▶ _Passage for review_:
== Segment start ==

Ohio EPA approval could come within the next six-months. Dickens added that the property would have to be rezoned to Single-Family Home Residential (R-1) from its current designation by the Ironton Planning Commission with final approval by Ironton City Council.

Rezoning will likely come in the fall.

When rezoned and approved for construction by the Ohio EPA, lots will be available for sale based on the order of the interest list started at the beginning of the project.

Dickens estimates the lots will sell in the $3-per-square-foot range and that it will be up to the new property owners to decide what builder they will use under the construction guidelines set by the IPA and CAO.

Those guidelines include building a certain size single-family house and having the home built within a year of purchasing the lot.

Dickens added that neither the IPA nor the CAO will be involved in individual builder selection and that those decisions will be solely up to the homeowner.

If the entire five-acre, 23-lot subdivision sold at the $3 per-square-foot estimate the amount of revenue the project could generate for the IPA and CAO combined would be more than $650,000.

Dickens said the revenue amount that comes from the sale of the lots doesn’t take into account the money that has been invested already on the project by the IPA and CAO.

== Segment end ==

▶ _Extracted entries_:
== Segment start ==

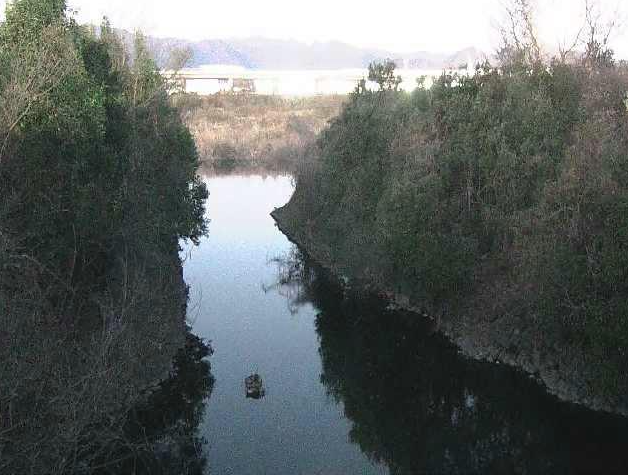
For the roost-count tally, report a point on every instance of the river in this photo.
(351, 386)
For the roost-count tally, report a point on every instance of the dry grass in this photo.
(256, 131)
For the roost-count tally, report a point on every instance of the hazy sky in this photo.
(398, 25)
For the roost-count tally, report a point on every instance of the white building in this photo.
(208, 80)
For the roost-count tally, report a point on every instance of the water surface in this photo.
(351, 386)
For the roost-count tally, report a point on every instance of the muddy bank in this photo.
(512, 338)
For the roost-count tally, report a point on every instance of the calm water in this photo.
(352, 388)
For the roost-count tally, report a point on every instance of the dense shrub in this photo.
(514, 177)
(97, 186)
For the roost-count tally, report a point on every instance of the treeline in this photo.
(249, 131)
(505, 192)
(97, 185)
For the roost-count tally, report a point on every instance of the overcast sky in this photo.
(397, 25)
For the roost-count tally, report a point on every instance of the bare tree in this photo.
(518, 32)
(33, 72)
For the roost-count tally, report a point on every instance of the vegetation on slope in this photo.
(501, 193)
(251, 131)
(97, 186)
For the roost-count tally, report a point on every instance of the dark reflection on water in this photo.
(418, 407)
(162, 433)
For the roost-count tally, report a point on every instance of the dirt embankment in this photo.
(564, 369)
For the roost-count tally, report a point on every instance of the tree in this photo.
(384, 75)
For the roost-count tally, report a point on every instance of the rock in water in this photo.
(254, 387)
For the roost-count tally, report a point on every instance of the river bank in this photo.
(238, 131)
(562, 368)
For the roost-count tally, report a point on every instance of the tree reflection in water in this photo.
(162, 433)
(417, 406)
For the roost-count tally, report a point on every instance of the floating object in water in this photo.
(254, 387)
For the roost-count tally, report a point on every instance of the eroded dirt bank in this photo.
(564, 369)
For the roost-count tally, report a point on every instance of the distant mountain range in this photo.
(264, 53)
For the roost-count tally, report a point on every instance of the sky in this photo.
(394, 25)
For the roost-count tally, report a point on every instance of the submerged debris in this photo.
(254, 387)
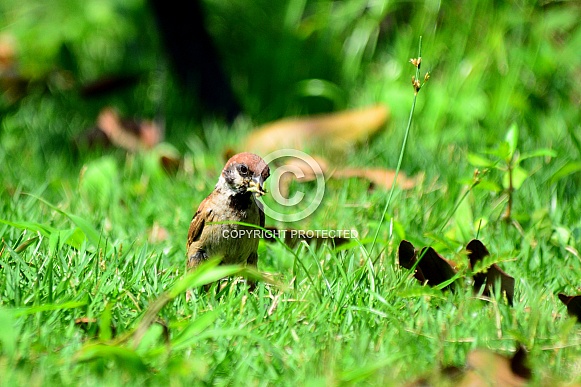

== Segment end ==

▶ _Exercise goal_:
Continue the news article about the planned 23-lot Ironton subdivision, starting after its last sentence.

▶ _Answer section_:
One expense that is still pending includes rebuilding the alley that ran parallel to 8th and 9th street, though Dickens added a federal block grant might be used for that.

A block grant is a sum of money granted by the federal government to a regional government or agency with specific provisions as to the way the money is to be spent.

Closed in 2001 after serving Lawrence County for 63 years, River Valley Hospital was purchased by OLBH with the intent to reopen the facility, a decision that was later changed.

The hospital eventually decided to give it back to the city to be developed into housing.

Demolition, funded by $750,000 in Clean Ohio Funds, started last year and the site was finally cleared of all debris, re-graded and backfilled on Feb. 5.

When completed the subdivision would be the first major housing development within the city of Ironton since the Indian Hills subdivision was built in the 1970s.